Required task:
Recast the lines of the items, from the line containing "Spot the asphalt" up to and including the line containing "Query: asphalt road", as a Markdown table with the columns Row and Line, leaving out any blank lines.

Provided entries:
..............................
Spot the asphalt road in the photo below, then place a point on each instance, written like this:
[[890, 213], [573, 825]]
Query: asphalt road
..............................
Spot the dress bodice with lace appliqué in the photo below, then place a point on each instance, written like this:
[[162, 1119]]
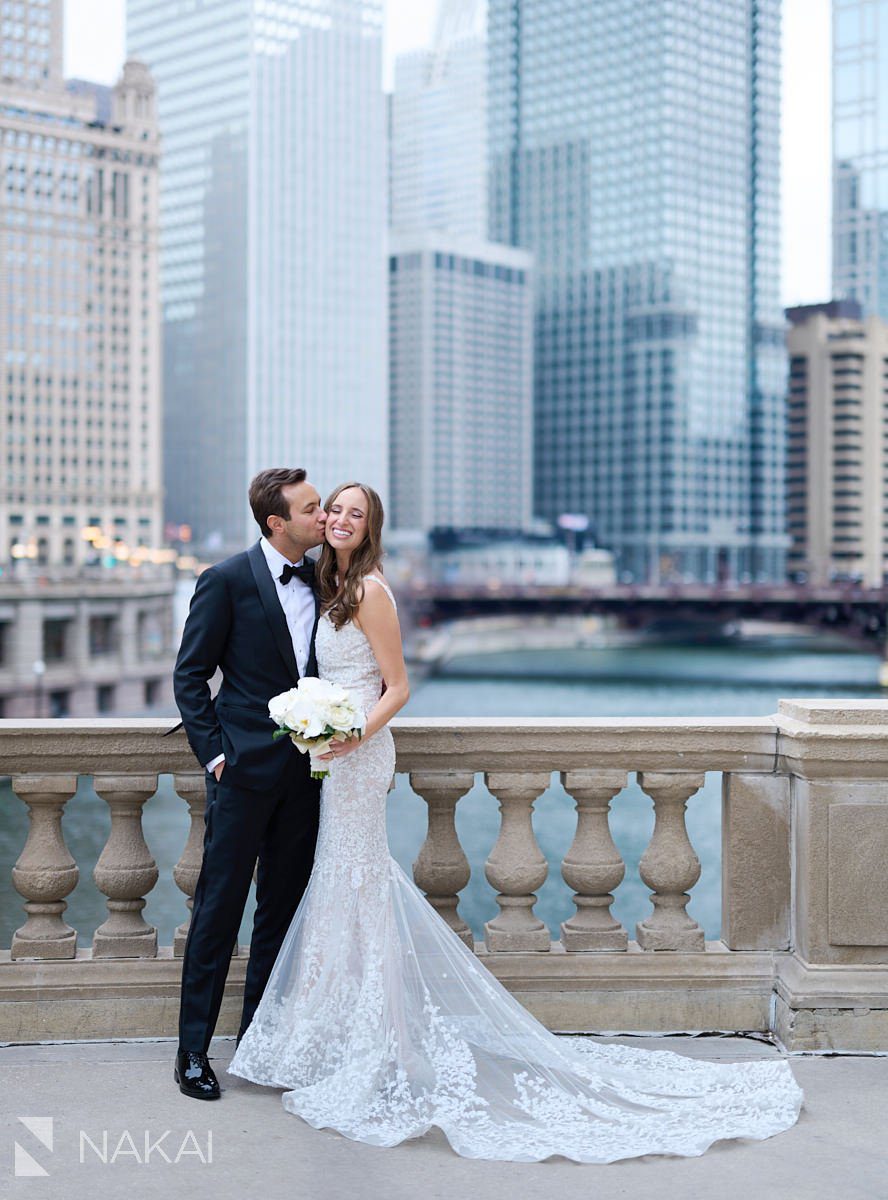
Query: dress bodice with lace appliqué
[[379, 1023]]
..............................
Response:
| Row | Line |
|---|---|
| 1 | Spot the asphalt road in the photo below, then place a point on each instance, written like this: |
| 2 | [[890, 213], [573, 825]] |
| 3 | Query: asphalt road |